■ **INSTRUCTIONS**:
1 - Set down, word for word, the part of the article on the Malawian twins' father that starts at "WATCH VIDEO: I" and ends at "remote rural village.".
2 - Take the news article about Adam Mwale and his twins further, starting right after its last sentence.

WATCH VIDEO: I was misled to give Madonna my twins for adoption —Malawian Father

The father of the African twins Madonna is adopting claims he was misled into believing their move to the US would not be permanent.

In an exclusive interview with The Mail on Sunday, Adam Mwale reacted with disbelief after being told that his four-year-old daughters Esther and Stella have been taken away from Malawi for ever.

‘That cannot be true,’ he insisted. Mr Mwale said he believed the singer was only fostering the girls.

Speaking for the first time since Madonna began the process of adopting the twins, the 40-year-old farmer dismissed as ‘lies’ a court’s contention that he had ‘abandoned’ the girls after their mother died in childbirth.

Mr Mwale’s account of how he had done all he could to care for his family was backed up by the chief of his remote rural village.

Mr Mwale said: ‘I was told from the start that Esther and Stella were going to a rich woman’s home abroad, that she would give them a good education, then return them to me, to live with me and help all of my family.

‘Now you are telling me the adoption is permanent. That cannot be true – I don’t want it to be true. I am their father and I will always be their father.’

Mr Mwale first learnt of Madonna’s interest in the girls last May when he was invited to their orphanage, Home of Hope, outside the Malawian capital Lilongwe.

Mr Mwale, who has had no formal education, claimed he was told repeatedly that the singer would be like a foster mother to the twins, and he maintained this belief throughout the court hearing earlier this month about the adoption application.

He said: ‘The orphanage boss told me it would be a wonderful chance for my little girls, and for their brother and sisters at home. I was told to agree with everything in court. I did not believe I would never see my girls again.

■ **DATA UNDER STUDY**:
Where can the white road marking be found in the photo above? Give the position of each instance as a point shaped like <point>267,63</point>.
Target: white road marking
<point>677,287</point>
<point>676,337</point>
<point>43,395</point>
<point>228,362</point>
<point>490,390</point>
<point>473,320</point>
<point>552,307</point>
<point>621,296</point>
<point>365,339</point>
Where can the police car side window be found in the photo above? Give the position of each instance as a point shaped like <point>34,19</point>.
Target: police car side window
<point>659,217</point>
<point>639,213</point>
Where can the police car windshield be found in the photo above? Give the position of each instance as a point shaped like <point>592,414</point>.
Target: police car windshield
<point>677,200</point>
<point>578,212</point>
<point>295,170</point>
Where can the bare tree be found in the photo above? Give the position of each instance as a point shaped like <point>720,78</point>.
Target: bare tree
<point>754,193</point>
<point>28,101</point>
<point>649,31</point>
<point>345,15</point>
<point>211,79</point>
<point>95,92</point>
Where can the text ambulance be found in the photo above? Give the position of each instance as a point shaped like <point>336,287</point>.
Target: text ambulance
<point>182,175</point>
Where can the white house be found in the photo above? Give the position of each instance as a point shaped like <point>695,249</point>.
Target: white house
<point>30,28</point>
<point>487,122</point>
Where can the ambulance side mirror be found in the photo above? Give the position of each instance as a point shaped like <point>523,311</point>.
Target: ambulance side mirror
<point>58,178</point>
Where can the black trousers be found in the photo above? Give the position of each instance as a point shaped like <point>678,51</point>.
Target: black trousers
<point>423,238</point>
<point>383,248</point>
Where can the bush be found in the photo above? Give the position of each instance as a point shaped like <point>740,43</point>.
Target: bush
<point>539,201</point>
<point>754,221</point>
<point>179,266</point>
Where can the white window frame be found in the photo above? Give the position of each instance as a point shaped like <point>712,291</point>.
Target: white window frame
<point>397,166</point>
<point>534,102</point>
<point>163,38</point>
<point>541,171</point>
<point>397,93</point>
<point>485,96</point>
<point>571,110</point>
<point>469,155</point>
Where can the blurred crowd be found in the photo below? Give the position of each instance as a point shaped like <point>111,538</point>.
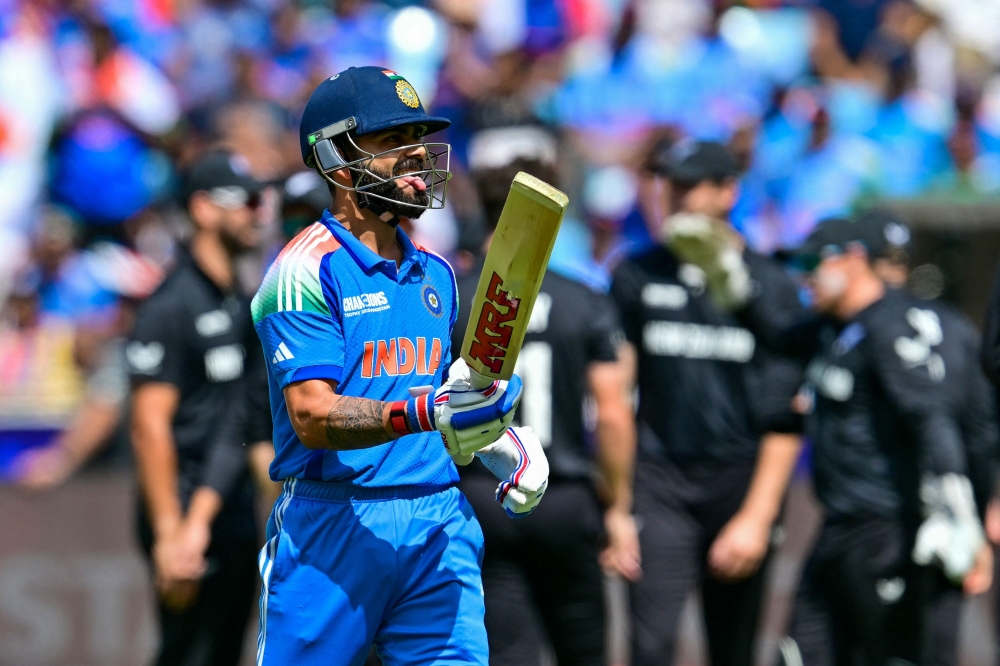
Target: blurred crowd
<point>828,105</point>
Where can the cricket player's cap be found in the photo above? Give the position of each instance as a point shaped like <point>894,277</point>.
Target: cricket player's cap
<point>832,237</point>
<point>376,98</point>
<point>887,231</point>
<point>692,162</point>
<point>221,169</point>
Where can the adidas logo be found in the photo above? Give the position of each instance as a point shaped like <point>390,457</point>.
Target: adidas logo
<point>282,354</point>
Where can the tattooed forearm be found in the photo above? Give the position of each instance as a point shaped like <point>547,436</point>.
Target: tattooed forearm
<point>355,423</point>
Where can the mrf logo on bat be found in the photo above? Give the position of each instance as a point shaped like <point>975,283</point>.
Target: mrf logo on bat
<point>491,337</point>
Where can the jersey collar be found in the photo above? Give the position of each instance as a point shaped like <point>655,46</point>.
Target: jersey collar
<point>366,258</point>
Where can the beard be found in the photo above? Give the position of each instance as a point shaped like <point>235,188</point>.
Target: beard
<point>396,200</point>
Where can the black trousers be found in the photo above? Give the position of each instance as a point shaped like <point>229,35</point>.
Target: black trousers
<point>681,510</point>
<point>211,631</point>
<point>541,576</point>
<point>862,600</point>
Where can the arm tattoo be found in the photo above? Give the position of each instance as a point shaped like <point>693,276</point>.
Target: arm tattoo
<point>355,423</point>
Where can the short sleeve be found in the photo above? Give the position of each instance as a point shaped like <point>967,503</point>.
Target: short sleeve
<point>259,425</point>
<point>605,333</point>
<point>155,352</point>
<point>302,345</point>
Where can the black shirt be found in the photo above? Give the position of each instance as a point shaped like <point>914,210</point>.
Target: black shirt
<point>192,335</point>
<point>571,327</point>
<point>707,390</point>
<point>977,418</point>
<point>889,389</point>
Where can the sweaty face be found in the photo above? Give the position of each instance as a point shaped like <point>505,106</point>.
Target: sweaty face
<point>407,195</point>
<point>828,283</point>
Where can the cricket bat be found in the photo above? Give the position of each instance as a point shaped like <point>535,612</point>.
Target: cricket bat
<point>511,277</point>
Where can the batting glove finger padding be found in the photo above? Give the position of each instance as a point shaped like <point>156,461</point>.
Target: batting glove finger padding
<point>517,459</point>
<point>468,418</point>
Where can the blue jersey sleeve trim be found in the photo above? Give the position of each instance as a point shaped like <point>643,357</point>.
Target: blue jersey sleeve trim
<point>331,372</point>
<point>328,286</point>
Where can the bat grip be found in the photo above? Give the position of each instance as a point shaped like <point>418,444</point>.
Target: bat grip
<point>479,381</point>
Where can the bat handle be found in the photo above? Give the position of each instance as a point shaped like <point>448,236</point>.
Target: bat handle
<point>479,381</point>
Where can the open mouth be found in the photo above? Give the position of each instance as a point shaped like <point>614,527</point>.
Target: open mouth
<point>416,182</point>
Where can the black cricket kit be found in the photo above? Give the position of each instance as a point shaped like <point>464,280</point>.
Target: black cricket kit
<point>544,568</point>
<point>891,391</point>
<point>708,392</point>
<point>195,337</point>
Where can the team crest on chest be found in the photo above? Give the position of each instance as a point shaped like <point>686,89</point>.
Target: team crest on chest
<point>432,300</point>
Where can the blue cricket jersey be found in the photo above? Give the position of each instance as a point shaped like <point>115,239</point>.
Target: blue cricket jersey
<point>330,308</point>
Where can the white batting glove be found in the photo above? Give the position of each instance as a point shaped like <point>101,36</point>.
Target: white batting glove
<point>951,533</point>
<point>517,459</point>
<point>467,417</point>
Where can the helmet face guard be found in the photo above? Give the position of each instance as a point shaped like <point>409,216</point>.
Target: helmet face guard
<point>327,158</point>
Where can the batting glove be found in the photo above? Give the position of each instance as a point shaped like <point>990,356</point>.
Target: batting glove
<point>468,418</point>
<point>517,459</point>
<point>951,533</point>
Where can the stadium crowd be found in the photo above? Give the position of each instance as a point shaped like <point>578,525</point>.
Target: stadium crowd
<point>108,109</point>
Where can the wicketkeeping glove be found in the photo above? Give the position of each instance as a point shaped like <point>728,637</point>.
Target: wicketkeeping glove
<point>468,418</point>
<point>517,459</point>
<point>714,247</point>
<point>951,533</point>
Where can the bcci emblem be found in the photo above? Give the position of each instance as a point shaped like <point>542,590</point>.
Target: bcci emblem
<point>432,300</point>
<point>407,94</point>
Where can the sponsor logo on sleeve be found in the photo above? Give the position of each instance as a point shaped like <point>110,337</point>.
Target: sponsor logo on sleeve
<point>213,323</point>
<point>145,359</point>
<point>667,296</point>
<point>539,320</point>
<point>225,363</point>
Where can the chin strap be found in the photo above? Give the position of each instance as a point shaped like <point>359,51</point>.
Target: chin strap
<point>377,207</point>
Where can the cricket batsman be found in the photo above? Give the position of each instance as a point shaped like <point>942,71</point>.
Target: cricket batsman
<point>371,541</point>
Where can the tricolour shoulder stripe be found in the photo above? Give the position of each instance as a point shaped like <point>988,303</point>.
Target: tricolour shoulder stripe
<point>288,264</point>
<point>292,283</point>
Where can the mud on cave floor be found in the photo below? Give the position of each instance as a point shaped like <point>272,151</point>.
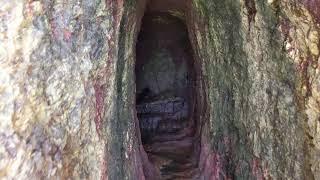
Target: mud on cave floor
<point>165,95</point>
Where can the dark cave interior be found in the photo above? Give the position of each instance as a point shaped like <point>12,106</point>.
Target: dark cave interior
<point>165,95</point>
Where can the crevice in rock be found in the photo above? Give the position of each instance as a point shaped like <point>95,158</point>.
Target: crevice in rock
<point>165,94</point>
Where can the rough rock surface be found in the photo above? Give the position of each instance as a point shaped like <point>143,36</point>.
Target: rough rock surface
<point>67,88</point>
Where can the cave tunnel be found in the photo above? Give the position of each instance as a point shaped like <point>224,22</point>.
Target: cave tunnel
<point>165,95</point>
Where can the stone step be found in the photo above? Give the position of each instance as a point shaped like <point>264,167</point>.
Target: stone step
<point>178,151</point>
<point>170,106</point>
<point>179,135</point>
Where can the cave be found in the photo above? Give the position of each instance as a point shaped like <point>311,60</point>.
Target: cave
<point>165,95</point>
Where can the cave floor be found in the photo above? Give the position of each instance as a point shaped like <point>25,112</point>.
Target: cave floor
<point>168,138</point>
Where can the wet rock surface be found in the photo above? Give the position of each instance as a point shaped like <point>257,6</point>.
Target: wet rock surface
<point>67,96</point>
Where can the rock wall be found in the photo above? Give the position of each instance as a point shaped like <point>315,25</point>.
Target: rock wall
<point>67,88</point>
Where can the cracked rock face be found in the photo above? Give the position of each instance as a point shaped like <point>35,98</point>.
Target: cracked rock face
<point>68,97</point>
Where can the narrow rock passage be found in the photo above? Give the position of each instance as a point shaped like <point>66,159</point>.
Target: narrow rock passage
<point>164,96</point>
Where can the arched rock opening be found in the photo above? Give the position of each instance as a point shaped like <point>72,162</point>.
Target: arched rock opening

■ **TASK-BY-TASK RESULTS**:
1 -
WATCH VIDEO: I was misled to give Madonna my twins for adoption —Malawian Father

The father of the African twins Madonna is adopting claims he was misled into believing their move to the US would not be permanent.

In an exclusive interview with The Mail on Sunday, Adam Mwale reacted with disbelief after being told that his four-year-old daughters Esther and Stella have been taken away from Malawi for ever.

‘That cannot be true,’ he insisted. Mr Mwale said he believed the singer was only fostering the girls.

Speaking for the first time since Madonna began the process of adopting the twins, the 40-year-old farmer dismissed as ‘lies’ a court’s contention that he had ‘abandoned’ the girls after their mother died in childbirth.

Mr Mwale’s account of how he had done all he could to care for his family was backed up by the chief of his remote rural village.

2 -
‘I was standing with my brother-in-law who signed the consent forms with me, and we just continued to believe that I would always be the twins’ father and they would be coming home to me.’

Mr Mwale said he had been forced to listen to ‘terrible lies’ when a court-appointed guardian of the children told the judge the father had abandoned his family to marry another woman after the death of his wife, Patricia. The couple had five other children, now aged between eight and 20, before the twins.

The judgment says: ‘After the death of his wife, the infants’ father left the village to marry another woman without making any arrangement for their maintenance.’

But Mr Mwale said: ‘It was me who took the girls to the orphanage after Patricia died. We had been happily married for many years. We had a good family life. But when she gave birth to the twins, she lost a lot of blood and died. The twins survived. I wanted the hospital to help but they said the orphanage was the best place. Everyone in the village knows I just wanted the best for them.’

Kayembe village chief Khwele said that despite being poor, the local community had tried to help. He added: ‘Adam was sad and troubled at that time. We supported him as best we could but no one here has very much.’

Mr Mwale remarried two years after Patricia’s death and, far from abandoning his children, he worked hard to put them through school, visiting the twins regularly at the orphanage.